An exact transcription of the data below is needed.

Segment Start: Records provided

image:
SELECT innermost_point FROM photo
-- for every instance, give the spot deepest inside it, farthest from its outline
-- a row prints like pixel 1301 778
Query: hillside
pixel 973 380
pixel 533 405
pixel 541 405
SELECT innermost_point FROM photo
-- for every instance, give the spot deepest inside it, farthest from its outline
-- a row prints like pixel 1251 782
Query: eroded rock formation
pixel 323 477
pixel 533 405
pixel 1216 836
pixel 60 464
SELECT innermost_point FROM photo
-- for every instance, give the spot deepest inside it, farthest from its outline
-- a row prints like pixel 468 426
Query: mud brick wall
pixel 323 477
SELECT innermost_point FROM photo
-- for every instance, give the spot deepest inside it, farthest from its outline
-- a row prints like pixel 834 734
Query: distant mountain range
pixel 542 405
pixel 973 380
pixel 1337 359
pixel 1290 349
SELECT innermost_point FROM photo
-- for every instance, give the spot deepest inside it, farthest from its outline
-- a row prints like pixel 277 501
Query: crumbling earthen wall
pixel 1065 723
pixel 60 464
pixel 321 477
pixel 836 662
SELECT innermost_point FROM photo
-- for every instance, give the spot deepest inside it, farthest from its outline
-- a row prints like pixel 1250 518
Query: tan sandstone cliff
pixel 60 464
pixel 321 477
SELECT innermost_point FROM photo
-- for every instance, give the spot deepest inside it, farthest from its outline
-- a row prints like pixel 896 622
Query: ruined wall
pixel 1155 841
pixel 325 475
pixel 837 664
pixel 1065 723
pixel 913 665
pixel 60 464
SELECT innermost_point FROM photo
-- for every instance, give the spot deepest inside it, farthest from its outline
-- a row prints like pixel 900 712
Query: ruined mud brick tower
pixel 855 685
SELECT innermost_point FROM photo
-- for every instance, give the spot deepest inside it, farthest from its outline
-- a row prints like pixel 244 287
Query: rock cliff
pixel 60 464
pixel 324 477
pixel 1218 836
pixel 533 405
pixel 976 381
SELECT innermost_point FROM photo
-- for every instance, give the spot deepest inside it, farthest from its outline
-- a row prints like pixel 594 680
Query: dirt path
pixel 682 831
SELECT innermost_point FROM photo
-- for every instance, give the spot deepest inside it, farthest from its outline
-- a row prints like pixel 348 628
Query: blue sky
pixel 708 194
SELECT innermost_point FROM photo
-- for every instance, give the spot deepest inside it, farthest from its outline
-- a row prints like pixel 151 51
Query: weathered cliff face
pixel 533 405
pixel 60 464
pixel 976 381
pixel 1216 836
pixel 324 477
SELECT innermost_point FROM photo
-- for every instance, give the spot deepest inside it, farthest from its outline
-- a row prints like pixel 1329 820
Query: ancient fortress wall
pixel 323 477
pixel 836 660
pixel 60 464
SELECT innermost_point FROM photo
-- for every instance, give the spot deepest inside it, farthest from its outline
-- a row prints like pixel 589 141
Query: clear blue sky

Segment End: Records provided

- Solution for this exercise -
image:
SELECT innermost_point FROM photo
-- for every instance, give the spot deepest inside it, farthest from its outline
-- a row prints like pixel 1301 778
Query: hillside
pixel 973 380
pixel 533 405
pixel 541 405
SELECT innermost_point FROM photo
-- for every instance, give the spot deepest inside it, farthest from its outline
-- a row prints like pixel 1251 782
Query: eroded rock formation
pixel 323 477
pixel 533 405
pixel 1216 836
pixel 60 464
SELECT innermost_point FROM photo
-- for every instance, give the spot deepest inside it, farthest from its outline
-- a row prints like pixel 468 426
Query: mud brick wall
pixel 323 477
SELECT innermost_point FROM photo
-- for every instance, give the spot deepest inside it, farthest from its outline
-- a row prints like pixel 834 734
Query: distant mountain range
pixel 542 405
pixel 973 380
pixel 1337 359
pixel 1290 349
SELECT innermost_point FROM photo
-- for every instance, give the spot deepest inside it, farthest from its outline
-- a row prints like pixel 277 501
Query: crumbling earthen wall
pixel 1065 723
pixel 60 464
pixel 321 477
pixel 836 662
SELECT innermost_point FROM photo
-- for every instance, give the spot deepest inside it, farthest from its outline
-- a row prints like pixel 1250 518
Query: tan sandstone cliff
pixel 60 464
pixel 321 477
SELECT innermost_point FROM photo
-- for every instance, give the spot deepest inside it, farthest from its outline
-- a row prints like pixel 896 622
Query: ruined wall
pixel 1155 841
pixel 325 475
pixel 837 664
pixel 1065 723
pixel 913 665
pixel 60 464
SELECT innermost_point FROM photo
-- for every instance, give the spot deepest inside it, farthest from its outline
-- a row prints like pixel 900 712
Query: ruined mud brick tower
pixel 855 685
SELECT innermost_point FROM photo
-- for every instance, give the spot deepest inside it, farthest from its outline
-- a row prints like pixel 244 287
Query: rock cliff
pixel 60 464
pixel 324 477
pixel 1218 836
pixel 533 405
pixel 976 381
SELECT innermost_point FROM photo
-- for every instance, give the spot deepest inside it, farthest from its outline
-- a row prints like pixel 594 680
Query: dirt path
pixel 682 831
SELECT innermost_point FROM photo
-- for every instance, give the spot deepest inside it, farthest from its outline
-- a row prints like pixel 348 628
Query: blue sky
pixel 708 194
SELECT innermost_point FROM photo
-- for every instance, give the spot deepest inside it, farthest from its outline
-- a row prints like pixel 151 51
Query: weathered cliff face
pixel 533 405
pixel 60 464
pixel 976 381
pixel 1216 836
pixel 324 477
SELECT innermost_point FROM photo
-- for every instance, give the spot deepest inside it, farthest from its outline
-- a row prints like pixel 1329 820
Query: ancient fortress wall
pixel 323 477
pixel 836 660
pixel 60 464
SELECT innermost_point FROM photo
-- for every instance, give the spot deepest inside it, farthest from its outline
-- a row prints like pixel 589 141
Query: clear blue sky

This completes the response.